[Contour labeling records]
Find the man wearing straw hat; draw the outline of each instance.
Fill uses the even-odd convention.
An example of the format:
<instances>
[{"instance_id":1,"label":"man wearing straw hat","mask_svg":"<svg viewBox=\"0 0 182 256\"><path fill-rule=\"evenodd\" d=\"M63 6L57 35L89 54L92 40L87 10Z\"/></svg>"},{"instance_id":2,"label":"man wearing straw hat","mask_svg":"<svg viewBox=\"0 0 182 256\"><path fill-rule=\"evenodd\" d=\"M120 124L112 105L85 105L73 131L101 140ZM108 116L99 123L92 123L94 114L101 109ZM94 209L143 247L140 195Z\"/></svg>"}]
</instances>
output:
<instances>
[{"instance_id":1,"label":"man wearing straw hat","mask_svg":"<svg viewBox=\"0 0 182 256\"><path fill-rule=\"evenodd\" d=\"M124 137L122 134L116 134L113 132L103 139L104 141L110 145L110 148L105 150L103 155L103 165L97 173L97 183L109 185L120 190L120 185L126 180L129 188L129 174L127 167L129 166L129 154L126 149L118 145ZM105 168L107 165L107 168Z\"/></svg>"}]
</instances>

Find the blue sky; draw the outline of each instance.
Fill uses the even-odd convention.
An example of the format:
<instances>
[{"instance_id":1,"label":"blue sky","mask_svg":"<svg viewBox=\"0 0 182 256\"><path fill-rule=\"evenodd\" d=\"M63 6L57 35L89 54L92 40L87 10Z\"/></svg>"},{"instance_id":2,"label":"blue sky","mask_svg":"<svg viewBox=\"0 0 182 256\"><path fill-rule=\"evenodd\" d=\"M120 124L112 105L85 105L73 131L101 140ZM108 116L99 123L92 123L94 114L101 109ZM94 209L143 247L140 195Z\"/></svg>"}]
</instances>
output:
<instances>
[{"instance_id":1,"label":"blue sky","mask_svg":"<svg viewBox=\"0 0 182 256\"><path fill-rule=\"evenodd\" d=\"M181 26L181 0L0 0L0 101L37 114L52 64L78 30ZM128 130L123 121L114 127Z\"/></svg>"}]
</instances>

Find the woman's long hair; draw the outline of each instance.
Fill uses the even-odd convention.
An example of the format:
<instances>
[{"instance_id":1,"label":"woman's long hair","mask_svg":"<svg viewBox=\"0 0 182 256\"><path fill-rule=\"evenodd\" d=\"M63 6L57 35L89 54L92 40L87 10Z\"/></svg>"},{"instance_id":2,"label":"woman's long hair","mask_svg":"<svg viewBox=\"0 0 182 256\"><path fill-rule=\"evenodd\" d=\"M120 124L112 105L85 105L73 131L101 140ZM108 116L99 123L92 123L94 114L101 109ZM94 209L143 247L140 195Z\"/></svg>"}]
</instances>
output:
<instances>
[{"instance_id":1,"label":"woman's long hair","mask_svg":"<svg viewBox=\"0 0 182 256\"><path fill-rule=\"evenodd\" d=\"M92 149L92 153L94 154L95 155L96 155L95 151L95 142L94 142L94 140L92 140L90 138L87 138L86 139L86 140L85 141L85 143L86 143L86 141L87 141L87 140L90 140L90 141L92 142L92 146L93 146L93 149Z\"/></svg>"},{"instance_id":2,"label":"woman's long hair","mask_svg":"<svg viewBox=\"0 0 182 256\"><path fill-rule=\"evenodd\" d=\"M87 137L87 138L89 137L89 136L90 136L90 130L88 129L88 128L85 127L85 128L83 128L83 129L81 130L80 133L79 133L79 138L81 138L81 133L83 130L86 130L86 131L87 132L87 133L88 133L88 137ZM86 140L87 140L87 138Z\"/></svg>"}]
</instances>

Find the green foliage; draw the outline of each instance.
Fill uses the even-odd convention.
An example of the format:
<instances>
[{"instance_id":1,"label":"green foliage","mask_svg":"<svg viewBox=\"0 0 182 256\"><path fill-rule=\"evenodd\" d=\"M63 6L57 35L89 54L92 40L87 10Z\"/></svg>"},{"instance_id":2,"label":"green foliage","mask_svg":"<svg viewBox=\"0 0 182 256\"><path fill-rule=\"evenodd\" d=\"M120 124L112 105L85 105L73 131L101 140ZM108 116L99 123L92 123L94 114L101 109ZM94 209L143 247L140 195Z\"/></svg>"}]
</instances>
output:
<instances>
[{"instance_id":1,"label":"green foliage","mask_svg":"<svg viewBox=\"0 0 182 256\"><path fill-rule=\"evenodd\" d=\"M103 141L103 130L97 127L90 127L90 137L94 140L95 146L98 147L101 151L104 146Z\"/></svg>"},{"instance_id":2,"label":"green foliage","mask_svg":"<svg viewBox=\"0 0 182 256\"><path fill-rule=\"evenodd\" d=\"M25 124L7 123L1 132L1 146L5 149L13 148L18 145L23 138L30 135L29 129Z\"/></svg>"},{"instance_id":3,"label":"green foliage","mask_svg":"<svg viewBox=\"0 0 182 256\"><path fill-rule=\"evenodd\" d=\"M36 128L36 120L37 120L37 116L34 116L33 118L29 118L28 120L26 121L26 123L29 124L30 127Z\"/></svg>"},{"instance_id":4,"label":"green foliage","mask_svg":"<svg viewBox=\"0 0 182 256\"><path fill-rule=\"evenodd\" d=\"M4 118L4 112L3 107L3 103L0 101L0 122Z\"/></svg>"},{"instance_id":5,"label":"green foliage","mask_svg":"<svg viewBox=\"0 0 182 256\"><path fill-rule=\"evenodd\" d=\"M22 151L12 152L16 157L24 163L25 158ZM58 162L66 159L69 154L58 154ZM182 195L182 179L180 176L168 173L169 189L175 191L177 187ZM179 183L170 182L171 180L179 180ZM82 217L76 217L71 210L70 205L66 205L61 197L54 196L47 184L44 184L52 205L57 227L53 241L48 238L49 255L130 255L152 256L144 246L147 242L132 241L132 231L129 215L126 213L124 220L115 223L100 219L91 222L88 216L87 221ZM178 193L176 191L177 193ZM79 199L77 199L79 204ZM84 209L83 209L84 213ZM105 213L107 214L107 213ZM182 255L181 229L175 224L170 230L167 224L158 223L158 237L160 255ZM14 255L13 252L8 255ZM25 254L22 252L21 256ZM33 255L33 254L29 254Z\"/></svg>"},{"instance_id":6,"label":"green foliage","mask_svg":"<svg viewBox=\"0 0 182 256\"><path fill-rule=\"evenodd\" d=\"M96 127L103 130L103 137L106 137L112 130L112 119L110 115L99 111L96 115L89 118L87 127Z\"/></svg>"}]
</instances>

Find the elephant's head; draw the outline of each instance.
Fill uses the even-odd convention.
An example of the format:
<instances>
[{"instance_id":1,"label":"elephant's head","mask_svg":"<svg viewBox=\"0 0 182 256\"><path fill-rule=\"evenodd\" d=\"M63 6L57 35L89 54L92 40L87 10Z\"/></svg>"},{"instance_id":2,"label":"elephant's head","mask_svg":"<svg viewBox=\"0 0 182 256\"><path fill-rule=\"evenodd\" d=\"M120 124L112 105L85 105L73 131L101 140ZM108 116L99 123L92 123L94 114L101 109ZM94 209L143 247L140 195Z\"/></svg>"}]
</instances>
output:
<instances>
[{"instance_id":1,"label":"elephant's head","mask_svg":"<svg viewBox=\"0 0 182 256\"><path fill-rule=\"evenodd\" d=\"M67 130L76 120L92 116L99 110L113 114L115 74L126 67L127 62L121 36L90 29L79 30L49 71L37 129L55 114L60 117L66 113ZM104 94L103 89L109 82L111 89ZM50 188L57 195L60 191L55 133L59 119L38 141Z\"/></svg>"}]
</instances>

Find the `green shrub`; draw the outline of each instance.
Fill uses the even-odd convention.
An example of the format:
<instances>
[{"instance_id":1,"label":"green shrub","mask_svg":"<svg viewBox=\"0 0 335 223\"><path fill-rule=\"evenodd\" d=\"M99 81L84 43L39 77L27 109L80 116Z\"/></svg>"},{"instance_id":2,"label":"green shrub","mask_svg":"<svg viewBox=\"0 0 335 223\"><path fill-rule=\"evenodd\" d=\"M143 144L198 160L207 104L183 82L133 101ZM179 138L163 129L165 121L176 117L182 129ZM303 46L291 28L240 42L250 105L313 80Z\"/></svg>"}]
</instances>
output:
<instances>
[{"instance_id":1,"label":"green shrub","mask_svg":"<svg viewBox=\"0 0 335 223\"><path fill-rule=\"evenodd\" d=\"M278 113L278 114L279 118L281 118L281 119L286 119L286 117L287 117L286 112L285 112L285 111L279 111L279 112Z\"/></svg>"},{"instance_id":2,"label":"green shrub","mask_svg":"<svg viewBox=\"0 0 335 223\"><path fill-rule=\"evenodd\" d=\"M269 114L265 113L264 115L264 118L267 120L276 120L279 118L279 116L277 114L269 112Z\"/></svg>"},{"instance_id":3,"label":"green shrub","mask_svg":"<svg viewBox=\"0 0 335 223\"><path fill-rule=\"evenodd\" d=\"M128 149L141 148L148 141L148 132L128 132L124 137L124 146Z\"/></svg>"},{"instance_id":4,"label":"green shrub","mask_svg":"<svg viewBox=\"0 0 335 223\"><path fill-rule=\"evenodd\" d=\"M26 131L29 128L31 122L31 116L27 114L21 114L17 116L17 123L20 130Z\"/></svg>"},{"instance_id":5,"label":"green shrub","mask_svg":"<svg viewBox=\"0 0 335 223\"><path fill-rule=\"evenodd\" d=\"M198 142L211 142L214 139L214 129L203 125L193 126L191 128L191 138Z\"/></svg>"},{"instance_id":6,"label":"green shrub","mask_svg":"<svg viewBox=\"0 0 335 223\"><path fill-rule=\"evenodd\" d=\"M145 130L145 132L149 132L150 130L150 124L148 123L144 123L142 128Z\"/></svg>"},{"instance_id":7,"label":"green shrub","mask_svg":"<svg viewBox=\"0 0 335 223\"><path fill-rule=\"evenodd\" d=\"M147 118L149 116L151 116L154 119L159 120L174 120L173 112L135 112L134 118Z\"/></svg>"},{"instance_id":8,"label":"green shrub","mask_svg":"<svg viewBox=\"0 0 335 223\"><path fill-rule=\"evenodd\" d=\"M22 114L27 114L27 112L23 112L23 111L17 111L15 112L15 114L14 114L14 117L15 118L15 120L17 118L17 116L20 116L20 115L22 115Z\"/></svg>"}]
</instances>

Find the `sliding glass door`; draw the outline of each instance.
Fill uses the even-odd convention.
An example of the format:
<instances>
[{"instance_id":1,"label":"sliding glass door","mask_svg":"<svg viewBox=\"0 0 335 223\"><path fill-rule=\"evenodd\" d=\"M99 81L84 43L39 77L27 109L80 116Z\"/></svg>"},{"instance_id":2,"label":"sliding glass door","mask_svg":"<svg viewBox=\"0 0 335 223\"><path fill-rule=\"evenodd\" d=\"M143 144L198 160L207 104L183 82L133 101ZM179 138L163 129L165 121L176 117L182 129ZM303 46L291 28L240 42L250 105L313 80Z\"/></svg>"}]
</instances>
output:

● To be done:
Report every line of the records above that contains the string "head". Treat uppercase and lowercase letters as distinct.

● Full output:
Find the elephant's head; draw the outline of each instance.
[{"instance_id":1,"label":"elephant's head","mask_svg":"<svg viewBox=\"0 0 182 256\"><path fill-rule=\"evenodd\" d=\"M63 6L57 35L89 54L92 40L87 10Z\"/></svg>"},{"instance_id":2,"label":"elephant's head","mask_svg":"<svg viewBox=\"0 0 182 256\"><path fill-rule=\"evenodd\" d=\"M120 124L112 105L85 105L73 131L101 140ZM108 116L99 123L92 123L94 114L101 109ZM94 209L143 247L140 195Z\"/></svg>"}]
[{"instance_id":1,"label":"elephant's head","mask_svg":"<svg viewBox=\"0 0 182 256\"><path fill-rule=\"evenodd\" d=\"M67 130L76 120L92 116L99 110L113 114L115 74L126 67L127 62L121 36L90 29L79 30L49 71L37 129L55 114L60 117L66 113ZM104 94L103 89L109 82L111 89ZM50 188L57 195L60 191L55 133L59 119L38 141Z\"/></svg>"}]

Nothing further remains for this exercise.